BRIEF: Find every line in the data that contains the string "clear" and copy each one out in full.

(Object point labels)

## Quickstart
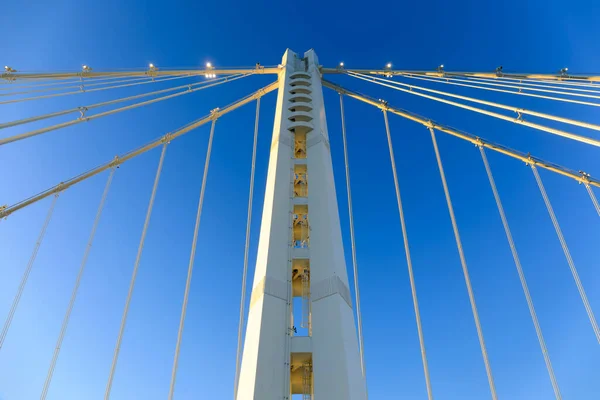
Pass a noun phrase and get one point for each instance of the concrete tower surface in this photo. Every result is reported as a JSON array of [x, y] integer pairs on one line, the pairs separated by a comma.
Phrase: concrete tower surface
[[300, 337]]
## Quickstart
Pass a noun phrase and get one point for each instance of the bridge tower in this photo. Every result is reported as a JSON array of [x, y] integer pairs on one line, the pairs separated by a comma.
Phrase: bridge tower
[[300, 337]]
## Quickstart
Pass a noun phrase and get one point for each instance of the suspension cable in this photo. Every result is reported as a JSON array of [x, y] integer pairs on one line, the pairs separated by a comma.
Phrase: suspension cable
[[25, 277], [556, 83], [19, 85], [520, 121], [526, 158], [5, 211], [526, 83], [463, 261], [134, 275], [593, 197], [81, 87], [47, 96], [539, 96], [353, 243], [86, 253], [191, 263], [411, 276], [110, 112], [520, 88], [238, 358], [565, 248], [517, 110], [515, 255], [83, 109]]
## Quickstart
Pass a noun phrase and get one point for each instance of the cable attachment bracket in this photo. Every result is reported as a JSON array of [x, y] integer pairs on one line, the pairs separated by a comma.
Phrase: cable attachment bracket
[[82, 111], [519, 115], [585, 178], [530, 160], [8, 74], [152, 71], [115, 163], [166, 139], [85, 71]]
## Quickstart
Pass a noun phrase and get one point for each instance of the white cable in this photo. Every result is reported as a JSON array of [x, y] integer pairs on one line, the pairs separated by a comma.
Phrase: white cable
[[565, 248], [353, 245], [593, 197], [47, 96], [525, 83], [86, 253], [25, 277], [517, 110], [411, 276], [463, 262], [134, 274], [105, 103], [81, 86], [519, 121], [5, 211], [448, 81], [238, 358], [191, 263], [515, 255], [589, 96], [110, 112]]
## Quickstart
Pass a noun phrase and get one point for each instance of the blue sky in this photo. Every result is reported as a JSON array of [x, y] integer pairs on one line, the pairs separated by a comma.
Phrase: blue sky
[[522, 36]]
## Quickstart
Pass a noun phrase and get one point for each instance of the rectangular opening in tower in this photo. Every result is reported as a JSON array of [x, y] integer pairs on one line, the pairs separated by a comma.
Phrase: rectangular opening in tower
[[300, 181], [300, 229]]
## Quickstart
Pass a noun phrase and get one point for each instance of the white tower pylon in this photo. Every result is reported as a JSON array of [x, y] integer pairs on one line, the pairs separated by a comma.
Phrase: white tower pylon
[[300, 278]]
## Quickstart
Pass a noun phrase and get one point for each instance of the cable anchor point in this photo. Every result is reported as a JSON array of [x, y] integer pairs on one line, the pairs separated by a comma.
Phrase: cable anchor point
[[167, 138], [585, 178], [116, 162], [440, 70], [152, 71], [82, 111], [85, 71], [8, 71]]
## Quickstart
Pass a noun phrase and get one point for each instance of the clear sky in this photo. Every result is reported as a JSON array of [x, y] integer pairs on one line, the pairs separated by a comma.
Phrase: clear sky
[[541, 36]]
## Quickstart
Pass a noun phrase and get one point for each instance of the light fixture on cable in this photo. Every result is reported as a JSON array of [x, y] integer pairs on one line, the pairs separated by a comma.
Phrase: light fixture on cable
[[209, 67]]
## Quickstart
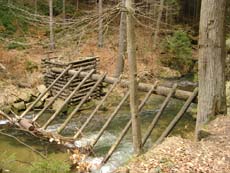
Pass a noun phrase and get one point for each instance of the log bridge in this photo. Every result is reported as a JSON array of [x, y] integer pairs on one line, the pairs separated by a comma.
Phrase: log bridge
[[79, 82]]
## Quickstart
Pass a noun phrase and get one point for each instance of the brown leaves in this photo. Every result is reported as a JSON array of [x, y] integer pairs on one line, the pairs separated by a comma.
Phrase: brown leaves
[[177, 155]]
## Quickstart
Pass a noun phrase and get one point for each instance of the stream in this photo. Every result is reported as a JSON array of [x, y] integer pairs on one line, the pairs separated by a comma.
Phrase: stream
[[123, 153]]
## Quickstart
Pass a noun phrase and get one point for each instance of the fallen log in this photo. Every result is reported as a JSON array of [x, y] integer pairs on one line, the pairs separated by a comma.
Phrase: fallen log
[[160, 90]]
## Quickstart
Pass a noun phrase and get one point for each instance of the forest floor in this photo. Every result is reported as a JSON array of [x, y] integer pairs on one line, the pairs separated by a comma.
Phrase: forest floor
[[177, 155]]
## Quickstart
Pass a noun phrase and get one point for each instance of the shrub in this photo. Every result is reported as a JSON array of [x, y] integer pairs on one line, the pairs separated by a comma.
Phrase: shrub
[[178, 52]]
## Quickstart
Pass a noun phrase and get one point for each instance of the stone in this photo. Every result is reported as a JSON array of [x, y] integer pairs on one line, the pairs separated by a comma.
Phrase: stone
[[165, 72], [42, 89], [6, 109], [58, 103], [39, 104], [19, 106], [25, 96]]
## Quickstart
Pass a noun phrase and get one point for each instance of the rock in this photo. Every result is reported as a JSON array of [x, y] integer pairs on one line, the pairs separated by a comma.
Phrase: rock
[[203, 134], [42, 89], [48, 100], [6, 109], [166, 72], [25, 96], [19, 106], [58, 103], [39, 104]]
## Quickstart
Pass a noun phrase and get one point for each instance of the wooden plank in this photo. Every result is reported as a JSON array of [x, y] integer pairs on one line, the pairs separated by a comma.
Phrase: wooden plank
[[127, 127], [68, 98], [110, 119], [56, 96], [156, 118], [160, 90], [95, 110], [177, 117], [59, 130], [46, 91]]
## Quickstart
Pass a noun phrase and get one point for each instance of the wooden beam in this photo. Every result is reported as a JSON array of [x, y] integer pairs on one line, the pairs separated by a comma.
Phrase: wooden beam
[[160, 90]]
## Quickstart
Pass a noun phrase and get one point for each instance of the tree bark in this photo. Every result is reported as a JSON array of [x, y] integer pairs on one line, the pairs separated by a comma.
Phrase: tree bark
[[100, 29], [155, 39], [52, 44], [35, 7], [122, 43], [77, 4], [131, 48], [212, 54], [63, 11]]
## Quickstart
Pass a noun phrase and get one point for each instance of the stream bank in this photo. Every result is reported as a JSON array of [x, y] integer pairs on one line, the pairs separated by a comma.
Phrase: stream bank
[[177, 155]]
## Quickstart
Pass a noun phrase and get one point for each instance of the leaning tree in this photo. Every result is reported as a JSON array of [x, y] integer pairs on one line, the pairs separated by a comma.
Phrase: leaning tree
[[212, 54]]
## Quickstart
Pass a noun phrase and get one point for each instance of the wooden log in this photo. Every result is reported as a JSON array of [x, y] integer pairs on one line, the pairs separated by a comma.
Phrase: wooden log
[[156, 118], [127, 127], [177, 117], [110, 119], [95, 110], [47, 90], [56, 96], [68, 99], [80, 104], [160, 90]]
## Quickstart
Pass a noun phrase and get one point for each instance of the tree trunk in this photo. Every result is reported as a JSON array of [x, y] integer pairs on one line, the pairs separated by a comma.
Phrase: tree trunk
[[100, 29], [63, 11], [77, 4], [52, 44], [131, 48], [155, 39], [212, 54], [35, 7], [122, 43]]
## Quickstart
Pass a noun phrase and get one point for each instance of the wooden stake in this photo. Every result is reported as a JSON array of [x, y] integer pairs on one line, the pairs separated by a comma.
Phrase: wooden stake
[[110, 119], [127, 127], [56, 96], [177, 117], [41, 95], [95, 110], [160, 90], [80, 104], [156, 118], [68, 99]]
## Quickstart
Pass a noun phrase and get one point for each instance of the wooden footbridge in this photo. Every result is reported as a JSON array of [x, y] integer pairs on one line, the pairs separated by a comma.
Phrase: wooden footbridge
[[85, 85]]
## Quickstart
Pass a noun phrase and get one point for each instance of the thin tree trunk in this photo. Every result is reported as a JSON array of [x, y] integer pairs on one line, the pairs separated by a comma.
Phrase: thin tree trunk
[[77, 4], [35, 7], [100, 29], [131, 48], [155, 39], [122, 43], [63, 11], [212, 54], [52, 44]]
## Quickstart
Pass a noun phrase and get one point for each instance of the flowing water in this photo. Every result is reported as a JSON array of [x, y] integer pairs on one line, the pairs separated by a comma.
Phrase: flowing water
[[123, 153]]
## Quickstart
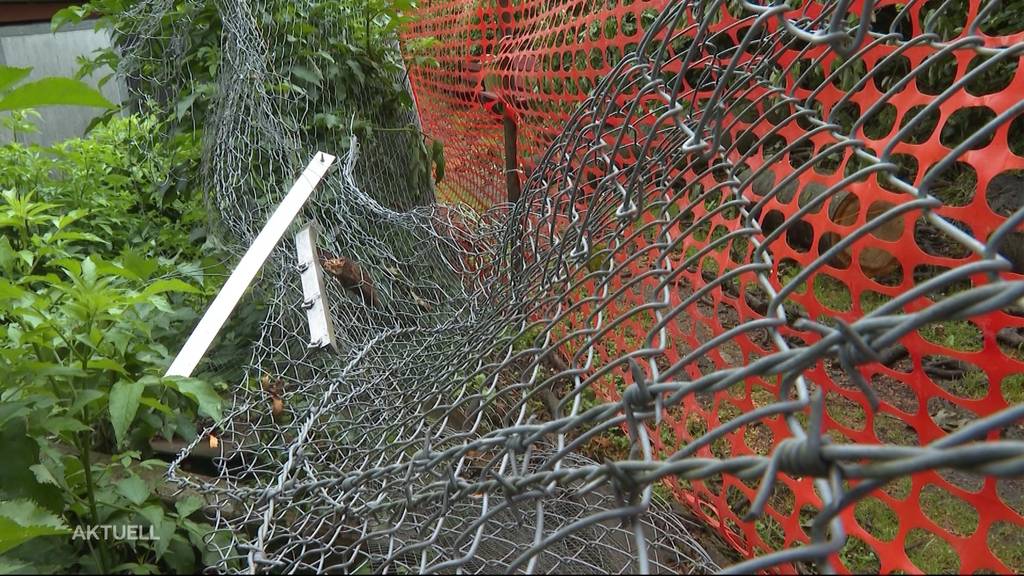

FULL ANSWER:
Pass a noun phrase and get one point for each instance of the clear sky in this photo. Every result is reported as a JSON array of [x, y] integer pairs on one line, the pairs separated by a comma.
Phrase: clear sky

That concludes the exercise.